§ WRITTEN REQUEST: Lay out every line of the records below as a Markdown table with two columns, "Row" for the row number and "Line" for the line itself, and leave out the blank lines.

[Data entries]
- - -
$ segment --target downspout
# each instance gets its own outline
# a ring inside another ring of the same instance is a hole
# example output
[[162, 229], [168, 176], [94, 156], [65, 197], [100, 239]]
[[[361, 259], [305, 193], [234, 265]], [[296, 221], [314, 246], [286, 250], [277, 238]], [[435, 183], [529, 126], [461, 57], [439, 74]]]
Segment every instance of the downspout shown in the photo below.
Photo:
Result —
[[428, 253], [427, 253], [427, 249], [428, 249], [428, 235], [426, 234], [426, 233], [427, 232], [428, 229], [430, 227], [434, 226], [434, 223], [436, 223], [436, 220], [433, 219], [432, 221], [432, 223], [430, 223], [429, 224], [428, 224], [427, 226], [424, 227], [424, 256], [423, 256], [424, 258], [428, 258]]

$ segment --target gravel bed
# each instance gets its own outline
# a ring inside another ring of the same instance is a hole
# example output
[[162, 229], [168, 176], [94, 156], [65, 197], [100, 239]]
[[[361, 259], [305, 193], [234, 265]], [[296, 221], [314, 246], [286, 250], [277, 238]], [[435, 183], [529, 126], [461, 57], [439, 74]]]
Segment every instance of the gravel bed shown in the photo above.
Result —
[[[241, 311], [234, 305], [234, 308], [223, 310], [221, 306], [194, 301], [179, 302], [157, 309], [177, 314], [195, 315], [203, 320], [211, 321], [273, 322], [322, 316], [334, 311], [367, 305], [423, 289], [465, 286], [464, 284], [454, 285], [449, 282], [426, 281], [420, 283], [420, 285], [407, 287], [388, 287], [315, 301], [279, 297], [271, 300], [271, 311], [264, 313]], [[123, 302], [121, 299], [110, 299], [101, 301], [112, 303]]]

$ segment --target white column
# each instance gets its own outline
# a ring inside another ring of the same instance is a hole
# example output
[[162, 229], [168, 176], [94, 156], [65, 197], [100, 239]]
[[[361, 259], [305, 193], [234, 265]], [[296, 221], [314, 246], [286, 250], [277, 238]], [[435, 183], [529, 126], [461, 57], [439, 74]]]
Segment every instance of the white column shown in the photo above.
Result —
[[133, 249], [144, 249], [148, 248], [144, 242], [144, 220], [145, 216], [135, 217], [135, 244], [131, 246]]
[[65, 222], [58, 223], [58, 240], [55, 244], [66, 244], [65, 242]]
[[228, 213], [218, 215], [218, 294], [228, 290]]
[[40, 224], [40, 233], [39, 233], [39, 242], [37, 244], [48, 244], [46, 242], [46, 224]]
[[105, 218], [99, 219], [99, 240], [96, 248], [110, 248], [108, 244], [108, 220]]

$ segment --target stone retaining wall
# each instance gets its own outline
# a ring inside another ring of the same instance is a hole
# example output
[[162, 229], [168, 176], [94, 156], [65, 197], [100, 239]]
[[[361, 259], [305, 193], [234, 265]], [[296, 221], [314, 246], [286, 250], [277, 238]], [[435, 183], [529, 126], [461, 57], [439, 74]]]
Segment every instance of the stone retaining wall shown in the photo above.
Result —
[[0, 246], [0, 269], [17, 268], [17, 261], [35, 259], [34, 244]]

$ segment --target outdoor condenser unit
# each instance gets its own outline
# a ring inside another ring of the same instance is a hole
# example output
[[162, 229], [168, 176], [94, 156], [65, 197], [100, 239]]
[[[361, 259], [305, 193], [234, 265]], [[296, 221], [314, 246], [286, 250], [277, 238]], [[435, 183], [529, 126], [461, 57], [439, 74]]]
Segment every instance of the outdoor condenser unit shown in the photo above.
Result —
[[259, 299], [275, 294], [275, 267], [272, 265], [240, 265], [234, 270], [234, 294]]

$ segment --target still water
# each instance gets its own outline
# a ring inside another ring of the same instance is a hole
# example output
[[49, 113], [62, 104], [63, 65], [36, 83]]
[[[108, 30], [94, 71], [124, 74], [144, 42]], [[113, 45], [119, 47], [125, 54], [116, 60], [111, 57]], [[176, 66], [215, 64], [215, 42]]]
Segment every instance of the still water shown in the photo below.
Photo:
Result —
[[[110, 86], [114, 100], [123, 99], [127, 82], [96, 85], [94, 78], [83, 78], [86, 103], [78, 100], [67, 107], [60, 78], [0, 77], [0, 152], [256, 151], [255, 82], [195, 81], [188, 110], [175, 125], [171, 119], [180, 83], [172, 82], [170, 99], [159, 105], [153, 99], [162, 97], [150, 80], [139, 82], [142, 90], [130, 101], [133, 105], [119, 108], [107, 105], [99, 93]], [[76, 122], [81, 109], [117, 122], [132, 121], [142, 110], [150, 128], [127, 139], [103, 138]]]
- - -
§ CORRECT OUTPUT:
| Row | Line |
|---|---|
| 1 | $ segment --target downspout |
| 2 | # each instance gets its own outline |
| 3 | # a ring inside another ring of the same instance is a hole |
| 4 | # example output |
| 5 | [[162, 229], [168, 176], [94, 156], [65, 197], [100, 239]] |
| 6 | [[[361, 259], [305, 193], [234, 265]], [[296, 221], [314, 246], [286, 250], [277, 238]], [[435, 183], [529, 126], [461, 57], [439, 74]]] |
| 7 | Segment every instance of the downspout shown in the photo below. |
| 8 | Photo: |
| 9 | Result — |
| 10 | [[428, 253], [427, 253], [427, 249], [428, 249], [428, 235], [426, 234], [426, 233], [427, 232], [428, 229], [430, 227], [434, 226], [434, 223], [436, 223], [436, 220], [433, 219], [432, 221], [432, 223], [430, 223], [429, 224], [428, 224], [427, 226], [424, 227], [424, 256], [423, 256], [424, 258], [428, 258]] |
| 11 | $ segment --target gravel bed |
| 12 | # each instance gets its own outline |
| 13 | # a ring inside another ring of the same instance is a hole |
| 14 | # example output |
| 15 | [[162, 229], [168, 176], [94, 156], [65, 197], [100, 239]] |
| 16 | [[[361, 259], [305, 193], [234, 265]], [[296, 221], [314, 246], [286, 250], [277, 238]], [[435, 183], [529, 126], [461, 57], [439, 74]]] |
| 17 | Segment every instance of the gravel bed shown in the photo above. |
| 18 | Result — |
| 19 | [[[241, 311], [234, 305], [234, 308], [223, 310], [221, 306], [194, 301], [179, 302], [157, 309], [177, 314], [195, 315], [203, 320], [211, 321], [273, 322], [322, 316], [334, 311], [367, 305], [423, 289], [465, 286], [464, 284], [454, 285], [449, 282], [426, 281], [420, 283], [420, 285], [407, 287], [388, 287], [315, 301], [279, 297], [271, 300], [271, 311], [264, 313]], [[123, 302], [121, 299], [110, 299], [101, 301], [112, 303]]] |
| 20 | $ segment --target white column |
| 21 | # each instance gets its own outline |
| 22 | # a ring inside another ring of the same instance is a hole |
| 23 | # example output |
| 24 | [[162, 229], [168, 176], [94, 156], [65, 197], [100, 239]] |
| 25 | [[[361, 259], [305, 193], [234, 265]], [[296, 221], [314, 246], [286, 250], [277, 238]], [[435, 183], [529, 126], [461, 57], [439, 74]]] |
| 26 | Segment every instance of the white column shown in the photo above. |
| 27 | Result — |
| 28 | [[133, 249], [144, 249], [148, 248], [144, 242], [144, 220], [145, 216], [135, 217], [135, 244], [131, 246]] |
| 29 | [[65, 222], [58, 223], [58, 240], [55, 244], [66, 244], [65, 242]] |
| 30 | [[228, 213], [218, 215], [218, 294], [228, 290]] |
| 31 | [[40, 224], [40, 233], [39, 233], [39, 242], [37, 244], [48, 244], [46, 242], [46, 224]] |
| 32 | [[105, 218], [99, 219], [99, 240], [96, 248], [110, 248], [108, 244], [108, 220]] |
| 33 | $ segment --target stone retaining wall |
| 34 | # each instance gets its own outline |
| 35 | # a ring inside another ring of the same instance is a hole |
| 36 | # example output |
| 37 | [[162, 229], [168, 176], [94, 156], [65, 197], [100, 239]] |
| 38 | [[[361, 259], [305, 193], [234, 265]], [[296, 221], [314, 246], [286, 250], [277, 238]], [[435, 183], [529, 126], [461, 57], [439, 74]]] |
| 39 | Segment every instance of the stone retaining wall shown in the photo above. |
| 40 | Result — |
| 41 | [[0, 246], [0, 269], [17, 268], [17, 261], [35, 259], [34, 244]] |
| 42 | $ segment --target outdoor condenser unit |
| 43 | # each instance gets its own outline |
| 44 | # a ring inside another ring of the same instance is a hole |
| 45 | # example output |
| 46 | [[162, 229], [168, 176], [94, 156], [65, 197], [100, 239]] |
| 47 | [[[361, 259], [305, 193], [234, 265]], [[296, 221], [314, 246], [286, 250], [277, 238]], [[435, 183], [529, 126], [461, 57], [439, 74]]] |
| 48 | Segment every instance of the outdoor condenser unit shown in the photo above. |
| 49 | Result — |
| 50 | [[259, 299], [275, 294], [275, 267], [272, 265], [240, 265], [234, 270], [234, 294]] |
| 51 | $ segment --target still water |
| 52 | # each instance gets its own outline |
| 53 | # a ring inside another ring of the same instance is a hole |
| 54 | # example output |
| 55 | [[49, 113], [62, 104], [63, 65], [36, 83]] |
| 56 | [[[108, 30], [94, 71], [124, 74], [144, 42]], [[113, 45], [119, 47], [125, 54], [116, 60], [111, 57]], [[176, 66], [215, 64], [215, 42]]] |
| 57 | Segment every instance of the still water shown in the photo below. |
| 58 | Photo: |
| 59 | Result — |
| 60 | [[[110, 86], [114, 100], [123, 99], [127, 82], [96, 85], [94, 78], [83, 78], [86, 103], [78, 100], [67, 107], [60, 78], [0, 77], [0, 152], [256, 151], [255, 82], [195, 81], [188, 110], [175, 125], [171, 119], [180, 83], [172, 82], [170, 99], [159, 105], [153, 99], [162, 97], [150, 80], [139, 82], [142, 90], [130, 101], [133, 105], [119, 108], [107, 105], [99, 93]], [[76, 122], [81, 109], [117, 122], [132, 121], [142, 110], [150, 128], [127, 139], [103, 138]]] |